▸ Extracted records
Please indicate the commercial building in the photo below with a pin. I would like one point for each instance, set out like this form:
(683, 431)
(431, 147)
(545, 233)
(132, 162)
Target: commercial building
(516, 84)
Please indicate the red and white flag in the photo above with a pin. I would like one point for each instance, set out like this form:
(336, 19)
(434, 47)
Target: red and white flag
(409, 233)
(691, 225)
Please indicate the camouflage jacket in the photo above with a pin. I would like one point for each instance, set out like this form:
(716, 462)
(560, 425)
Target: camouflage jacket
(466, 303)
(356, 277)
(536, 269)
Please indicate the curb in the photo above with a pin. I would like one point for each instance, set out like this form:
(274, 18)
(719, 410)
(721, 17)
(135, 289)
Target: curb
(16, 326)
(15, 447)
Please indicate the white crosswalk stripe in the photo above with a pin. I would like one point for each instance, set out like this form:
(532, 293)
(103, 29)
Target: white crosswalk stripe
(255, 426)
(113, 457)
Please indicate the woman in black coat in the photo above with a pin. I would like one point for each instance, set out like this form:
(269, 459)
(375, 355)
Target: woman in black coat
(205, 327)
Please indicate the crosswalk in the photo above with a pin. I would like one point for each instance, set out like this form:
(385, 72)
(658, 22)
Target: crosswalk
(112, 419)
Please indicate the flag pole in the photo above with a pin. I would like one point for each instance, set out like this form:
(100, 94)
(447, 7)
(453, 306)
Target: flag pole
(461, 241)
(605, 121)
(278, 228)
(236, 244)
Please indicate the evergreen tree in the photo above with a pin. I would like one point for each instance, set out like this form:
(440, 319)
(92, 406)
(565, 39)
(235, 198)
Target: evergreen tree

▸ Task description
Copy out the material above, line for line, with no changes.

▸ Full output
Please indicate the commercial building in the photo below with a pin. I would like one point for each instance, set out like this form:
(683, 431)
(431, 147)
(545, 233)
(132, 162)
Target: commercial building
(516, 84)
Please indicate the red and white flag in the photo above with a pin. I would like one point for each instance, set out like this form:
(336, 19)
(434, 47)
Target: red and white flag
(409, 233)
(691, 225)
Please indicate the camouflage jacket in the photo above with a pin. I would like one point for each instance, set out like this form:
(716, 462)
(560, 425)
Target: camouflage jacket
(466, 303)
(356, 277)
(536, 269)
Please indicate the curb in the photo above with a pin. I would like one point for each instance, set out like this form:
(274, 18)
(719, 410)
(721, 17)
(135, 289)
Target: curb
(16, 326)
(15, 447)
Please indicate the white crosswalk stripe in the photo above with a pin. I would like one point for each instance, set out like this form:
(532, 293)
(103, 29)
Target: white crosswalk stripe
(255, 426)
(113, 457)
Please indicate the woman in black coat in the photo above with a pin. I would like one point for each instance, set out like this form:
(269, 459)
(375, 355)
Target: woman in black coat
(205, 327)
Please indicate the crosswalk in the photo above with a pin. I would like one point for each instance, set out like this form:
(385, 72)
(658, 22)
Target: crosswalk
(112, 419)
Please indicate the flag pole in the photo above with a pin. I would like one point for each instance, set out like this form:
(100, 94)
(447, 7)
(453, 306)
Target: flag pole
(461, 241)
(605, 121)
(278, 228)
(236, 244)
Please indicate the evergreen tree in the photo above with a pin. I would like one point for each instance, set out like this form:
(440, 319)
(92, 406)
(565, 39)
(235, 198)
Target: evergreen tree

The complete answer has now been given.